═══ Items
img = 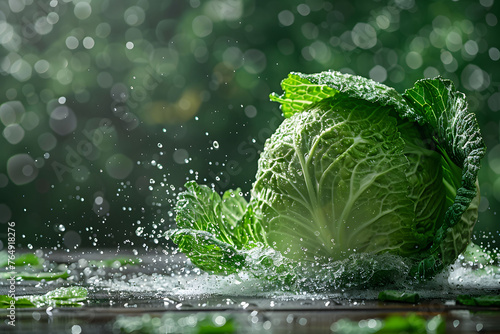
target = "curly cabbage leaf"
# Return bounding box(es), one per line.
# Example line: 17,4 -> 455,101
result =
168,71 -> 485,287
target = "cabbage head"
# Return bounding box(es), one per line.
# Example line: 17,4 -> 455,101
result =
168,71 -> 485,283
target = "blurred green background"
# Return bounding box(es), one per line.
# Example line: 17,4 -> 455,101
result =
0,0 -> 500,249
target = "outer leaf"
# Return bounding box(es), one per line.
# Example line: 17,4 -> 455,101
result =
271,71 -> 409,118
175,181 -> 246,246
168,229 -> 245,275
404,78 -> 486,275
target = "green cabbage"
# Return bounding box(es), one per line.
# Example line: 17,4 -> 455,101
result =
168,71 -> 485,286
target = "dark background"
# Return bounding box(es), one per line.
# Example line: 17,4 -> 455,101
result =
0,0 -> 500,249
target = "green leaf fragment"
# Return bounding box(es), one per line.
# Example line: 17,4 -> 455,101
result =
0,250 -> 43,267
378,290 -> 420,304
0,287 -> 88,308
168,229 -> 245,275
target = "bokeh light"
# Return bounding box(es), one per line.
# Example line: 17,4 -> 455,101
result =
0,0 -> 500,248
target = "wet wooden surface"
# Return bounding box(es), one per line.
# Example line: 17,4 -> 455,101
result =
0,251 -> 500,334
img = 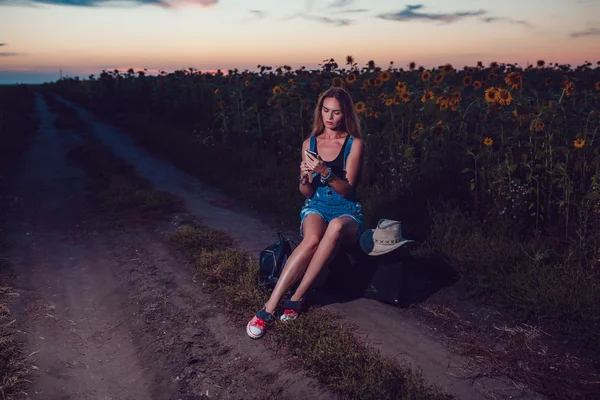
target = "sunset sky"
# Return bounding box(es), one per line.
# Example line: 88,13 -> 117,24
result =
0,0 -> 600,84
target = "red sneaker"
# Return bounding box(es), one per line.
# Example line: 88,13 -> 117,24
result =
246,307 -> 274,339
279,299 -> 304,322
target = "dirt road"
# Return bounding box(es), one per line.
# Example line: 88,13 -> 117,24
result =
0,96 -> 540,400
7,96 -> 333,400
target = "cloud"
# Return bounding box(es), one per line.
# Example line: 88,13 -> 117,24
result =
285,13 -> 355,26
481,17 -> 533,28
338,8 -> 369,14
329,0 -> 354,8
300,14 -> 354,26
378,4 -> 485,24
570,28 -> 600,38
0,0 -> 219,8
246,10 -> 267,21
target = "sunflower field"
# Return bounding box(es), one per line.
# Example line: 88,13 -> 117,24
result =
48,56 -> 600,334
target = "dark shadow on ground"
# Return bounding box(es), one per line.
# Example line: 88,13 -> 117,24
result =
307,245 -> 459,307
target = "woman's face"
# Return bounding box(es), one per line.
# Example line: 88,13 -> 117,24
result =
321,97 -> 344,131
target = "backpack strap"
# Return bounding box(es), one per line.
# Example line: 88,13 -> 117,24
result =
344,134 -> 354,170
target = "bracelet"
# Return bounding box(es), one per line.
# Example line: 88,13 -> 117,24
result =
321,168 -> 332,184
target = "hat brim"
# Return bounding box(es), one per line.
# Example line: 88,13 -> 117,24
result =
359,229 -> 416,256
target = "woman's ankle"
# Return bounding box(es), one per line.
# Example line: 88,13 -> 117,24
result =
290,293 -> 303,303
265,302 -> 277,314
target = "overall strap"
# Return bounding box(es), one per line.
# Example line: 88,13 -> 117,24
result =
344,134 -> 354,170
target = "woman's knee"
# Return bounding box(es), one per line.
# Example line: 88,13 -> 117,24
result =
325,216 -> 358,242
324,218 -> 347,240
300,233 -> 322,253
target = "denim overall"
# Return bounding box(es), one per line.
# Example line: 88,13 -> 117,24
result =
300,135 -> 363,239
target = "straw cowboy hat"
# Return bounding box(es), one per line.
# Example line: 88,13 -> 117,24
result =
360,219 -> 415,256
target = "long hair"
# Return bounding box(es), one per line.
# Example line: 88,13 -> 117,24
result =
311,87 -> 360,138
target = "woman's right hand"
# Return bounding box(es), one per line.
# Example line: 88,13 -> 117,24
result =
300,161 -> 313,183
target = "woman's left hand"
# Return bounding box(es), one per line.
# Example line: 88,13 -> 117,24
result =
306,153 -> 329,175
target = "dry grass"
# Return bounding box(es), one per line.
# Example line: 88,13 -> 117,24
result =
0,287 -> 29,400
416,203 -> 600,344
419,304 -> 600,399
67,135 -> 183,223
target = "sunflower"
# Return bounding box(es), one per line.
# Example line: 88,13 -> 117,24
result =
497,89 -> 512,106
273,85 -> 283,95
442,64 -> 454,75
431,121 -> 446,136
504,71 -> 523,89
379,70 -> 392,82
448,92 -> 462,111
564,81 -> 575,97
396,82 -> 407,92
485,86 -> 498,103
400,91 -> 412,103
354,101 -> 365,114
421,90 -> 435,103
529,118 -> 544,132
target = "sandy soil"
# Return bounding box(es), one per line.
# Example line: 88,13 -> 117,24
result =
7,97 -> 334,400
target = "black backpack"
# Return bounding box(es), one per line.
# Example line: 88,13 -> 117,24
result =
258,232 -> 296,289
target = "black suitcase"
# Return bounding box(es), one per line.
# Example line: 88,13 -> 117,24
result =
323,246 -> 405,305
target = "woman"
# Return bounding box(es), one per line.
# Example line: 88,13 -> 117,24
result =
246,88 -> 363,339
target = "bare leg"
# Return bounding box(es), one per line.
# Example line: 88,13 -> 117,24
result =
291,217 -> 358,301
265,214 -> 327,313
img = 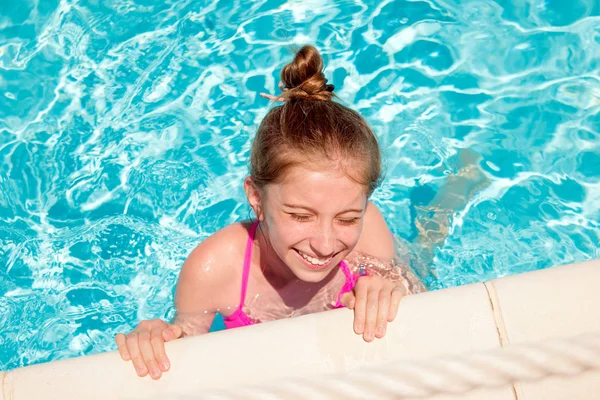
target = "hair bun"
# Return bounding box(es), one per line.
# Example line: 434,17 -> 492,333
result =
281,45 -> 335,100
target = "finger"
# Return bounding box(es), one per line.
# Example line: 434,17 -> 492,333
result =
388,286 -> 406,322
340,292 -> 356,310
162,325 -> 183,342
138,331 -> 161,379
115,333 -> 131,361
150,327 -> 171,371
375,285 -> 392,339
354,284 -> 367,335
363,288 -> 380,342
127,332 -> 148,376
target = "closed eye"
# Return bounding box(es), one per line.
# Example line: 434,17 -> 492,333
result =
290,214 -> 310,222
338,218 -> 360,225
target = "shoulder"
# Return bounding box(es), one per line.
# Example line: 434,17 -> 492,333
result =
175,222 -> 250,312
355,201 -> 395,260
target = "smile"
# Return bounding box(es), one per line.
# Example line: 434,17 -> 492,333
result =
294,249 -> 333,269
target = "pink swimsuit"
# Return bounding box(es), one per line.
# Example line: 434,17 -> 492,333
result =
223,221 -> 360,329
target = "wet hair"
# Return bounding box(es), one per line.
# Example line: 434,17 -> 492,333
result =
250,46 -> 381,196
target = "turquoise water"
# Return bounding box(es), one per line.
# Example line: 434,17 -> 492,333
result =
0,0 -> 600,370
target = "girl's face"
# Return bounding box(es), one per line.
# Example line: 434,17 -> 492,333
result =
247,167 -> 367,282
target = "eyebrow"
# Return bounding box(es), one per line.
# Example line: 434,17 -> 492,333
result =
283,203 -> 363,215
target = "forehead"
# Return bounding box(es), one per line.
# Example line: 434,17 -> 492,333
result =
267,166 -> 367,213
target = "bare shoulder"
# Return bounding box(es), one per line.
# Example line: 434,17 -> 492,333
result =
355,201 -> 395,260
175,222 -> 249,313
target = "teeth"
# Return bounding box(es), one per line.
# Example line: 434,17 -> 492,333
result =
298,251 -> 331,265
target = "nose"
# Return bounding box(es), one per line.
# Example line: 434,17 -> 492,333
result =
310,223 -> 337,258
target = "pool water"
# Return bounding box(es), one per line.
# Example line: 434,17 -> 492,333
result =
0,0 -> 600,370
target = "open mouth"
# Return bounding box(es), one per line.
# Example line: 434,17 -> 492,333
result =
294,249 -> 337,270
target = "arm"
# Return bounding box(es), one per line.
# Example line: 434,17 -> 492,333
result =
353,201 -> 395,261
116,228 -> 237,379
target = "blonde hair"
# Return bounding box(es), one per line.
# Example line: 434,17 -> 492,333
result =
250,46 -> 381,196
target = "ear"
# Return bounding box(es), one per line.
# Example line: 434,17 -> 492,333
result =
244,176 -> 264,221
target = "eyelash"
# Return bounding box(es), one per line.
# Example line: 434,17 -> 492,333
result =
290,214 -> 360,225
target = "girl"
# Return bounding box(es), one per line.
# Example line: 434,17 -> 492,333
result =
116,46 -> 424,379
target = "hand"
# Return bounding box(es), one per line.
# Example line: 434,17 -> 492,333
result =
341,275 -> 406,342
260,82 -> 287,103
115,319 -> 183,379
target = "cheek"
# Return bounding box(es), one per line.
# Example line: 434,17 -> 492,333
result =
267,217 -> 308,250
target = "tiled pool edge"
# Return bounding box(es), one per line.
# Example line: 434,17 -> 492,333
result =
2,260 -> 600,400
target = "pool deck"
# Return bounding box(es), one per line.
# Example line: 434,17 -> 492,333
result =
0,259 -> 600,400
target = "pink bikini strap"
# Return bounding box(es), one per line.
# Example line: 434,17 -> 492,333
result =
238,220 -> 258,309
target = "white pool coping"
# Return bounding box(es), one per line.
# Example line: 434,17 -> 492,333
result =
0,259 -> 600,400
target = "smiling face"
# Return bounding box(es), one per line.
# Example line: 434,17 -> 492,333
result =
249,166 -> 367,282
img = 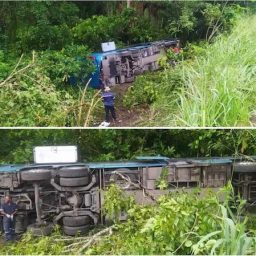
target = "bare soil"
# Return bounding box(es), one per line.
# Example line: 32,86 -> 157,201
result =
98,83 -> 149,127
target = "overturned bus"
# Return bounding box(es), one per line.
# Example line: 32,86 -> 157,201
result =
90,39 -> 180,89
0,146 -> 256,235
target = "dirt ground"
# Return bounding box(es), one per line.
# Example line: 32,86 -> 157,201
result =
98,84 -> 149,127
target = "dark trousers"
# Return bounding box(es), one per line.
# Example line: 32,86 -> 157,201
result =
3,216 -> 15,241
105,106 -> 116,123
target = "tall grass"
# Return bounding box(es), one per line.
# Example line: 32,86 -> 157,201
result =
175,16 -> 256,127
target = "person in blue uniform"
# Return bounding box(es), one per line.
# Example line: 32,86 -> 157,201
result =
1,196 -> 18,241
101,86 -> 116,123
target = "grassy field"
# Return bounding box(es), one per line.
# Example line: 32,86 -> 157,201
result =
144,16 -> 256,127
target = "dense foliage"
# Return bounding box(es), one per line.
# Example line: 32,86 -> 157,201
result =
128,15 -> 256,127
0,184 -> 256,255
85,186 -> 256,255
0,1 -> 252,126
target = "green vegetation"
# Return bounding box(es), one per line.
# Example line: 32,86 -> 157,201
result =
0,1 -> 254,126
0,184 -> 256,255
125,13 -> 256,127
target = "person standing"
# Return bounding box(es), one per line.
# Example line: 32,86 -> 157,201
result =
101,86 -> 116,124
1,195 -> 18,241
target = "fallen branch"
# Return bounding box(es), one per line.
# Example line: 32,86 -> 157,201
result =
114,171 -> 157,202
78,226 -> 113,254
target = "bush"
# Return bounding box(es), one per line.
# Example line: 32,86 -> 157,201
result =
0,54 -> 99,126
85,186 -> 256,255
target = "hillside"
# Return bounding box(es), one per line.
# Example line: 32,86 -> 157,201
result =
138,16 -> 256,127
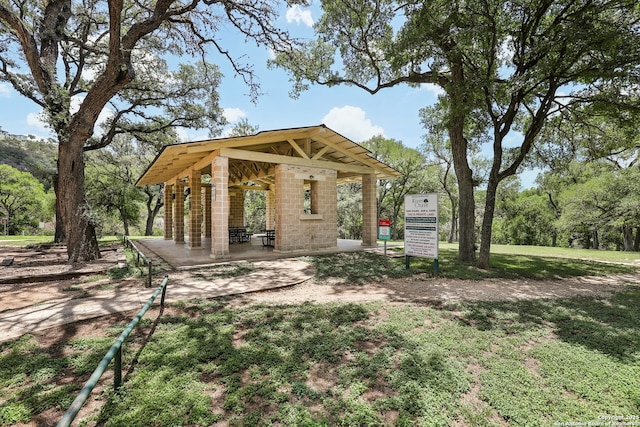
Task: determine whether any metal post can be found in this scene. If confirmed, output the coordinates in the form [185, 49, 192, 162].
[160, 274, 169, 308]
[113, 346, 122, 391]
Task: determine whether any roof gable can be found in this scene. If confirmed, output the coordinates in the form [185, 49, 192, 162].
[137, 125, 401, 186]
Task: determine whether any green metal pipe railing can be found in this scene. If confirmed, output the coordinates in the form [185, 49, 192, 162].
[58, 276, 169, 427]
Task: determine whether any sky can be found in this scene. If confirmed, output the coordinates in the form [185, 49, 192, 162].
[0, 2, 535, 187]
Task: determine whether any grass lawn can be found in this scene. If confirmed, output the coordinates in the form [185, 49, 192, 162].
[0, 236, 53, 247]
[0, 245, 640, 426]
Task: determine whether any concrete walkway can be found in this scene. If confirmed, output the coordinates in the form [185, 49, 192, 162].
[0, 259, 314, 342]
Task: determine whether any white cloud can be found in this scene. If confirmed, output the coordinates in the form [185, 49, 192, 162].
[0, 83, 11, 98]
[285, 4, 313, 27]
[420, 83, 445, 98]
[322, 105, 384, 142]
[222, 108, 247, 123]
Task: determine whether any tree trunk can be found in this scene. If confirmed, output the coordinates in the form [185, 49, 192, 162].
[447, 204, 458, 243]
[58, 139, 100, 262]
[476, 173, 500, 269]
[120, 209, 130, 236]
[53, 174, 65, 243]
[622, 225, 633, 252]
[447, 58, 476, 263]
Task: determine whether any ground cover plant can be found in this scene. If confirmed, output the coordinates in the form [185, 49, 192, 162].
[0, 248, 640, 426]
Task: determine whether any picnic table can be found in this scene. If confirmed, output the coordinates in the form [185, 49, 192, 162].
[229, 227, 251, 243]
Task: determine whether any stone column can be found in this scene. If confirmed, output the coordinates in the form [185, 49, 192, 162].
[229, 188, 245, 227]
[211, 156, 229, 259]
[164, 182, 173, 240]
[173, 180, 184, 243]
[362, 174, 378, 246]
[189, 171, 202, 249]
[202, 185, 211, 238]
[265, 185, 276, 230]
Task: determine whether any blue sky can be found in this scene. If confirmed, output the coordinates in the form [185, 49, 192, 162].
[0, 5, 535, 186]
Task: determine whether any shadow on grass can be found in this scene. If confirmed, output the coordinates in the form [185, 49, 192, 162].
[450, 286, 640, 363]
[98, 303, 467, 426]
[303, 249, 637, 284]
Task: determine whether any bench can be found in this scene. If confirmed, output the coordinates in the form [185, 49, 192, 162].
[229, 227, 251, 243]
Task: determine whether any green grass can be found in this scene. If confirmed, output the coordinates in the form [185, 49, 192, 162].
[0, 236, 53, 247]
[303, 245, 637, 284]
[0, 245, 640, 426]
[77, 287, 640, 426]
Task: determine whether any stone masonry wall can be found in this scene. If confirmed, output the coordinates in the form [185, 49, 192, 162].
[275, 164, 338, 252]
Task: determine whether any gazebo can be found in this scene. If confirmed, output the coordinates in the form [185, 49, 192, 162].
[137, 125, 400, 259]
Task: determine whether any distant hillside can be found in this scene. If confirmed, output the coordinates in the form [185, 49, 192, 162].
[0, 136, 58, 190]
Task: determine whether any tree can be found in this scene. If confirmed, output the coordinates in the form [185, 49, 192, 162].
[0, 0, 304, 262]
[276, 0, 640, 268]
[493, 185, 557, 246]
[0, 164, 46, 235]
[559, 163, 640, 251]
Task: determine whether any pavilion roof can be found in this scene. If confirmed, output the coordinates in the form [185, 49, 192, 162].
[136, 125, 401, 186]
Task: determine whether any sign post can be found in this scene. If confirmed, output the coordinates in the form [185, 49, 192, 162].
[404, 193, 439, 275]
[378, 219, 391, 262]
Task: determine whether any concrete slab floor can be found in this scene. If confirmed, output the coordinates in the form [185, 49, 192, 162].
[135, 238, 398, 269]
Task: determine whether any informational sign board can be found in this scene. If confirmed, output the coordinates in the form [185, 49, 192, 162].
[404, 193, 439, 259]
[378, 219, 391, 240]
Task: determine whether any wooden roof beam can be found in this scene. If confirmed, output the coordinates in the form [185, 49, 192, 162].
[220, 148, 375, 174]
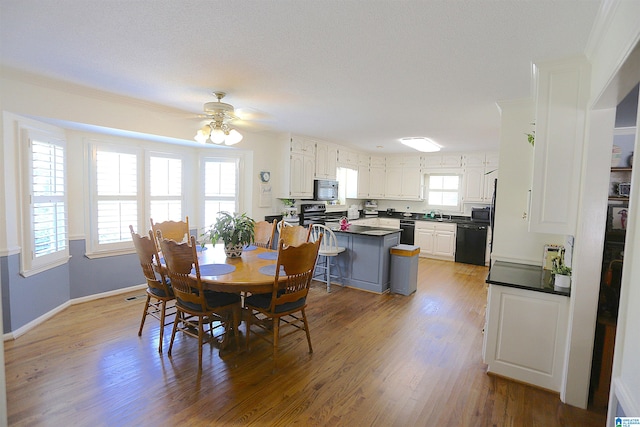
══════
== The problem ==
Return every line of the material above that contains the string "sunflower". Matching is case-sensitive.

== The answer ==
target = "sunflower field"
target = "sunflower"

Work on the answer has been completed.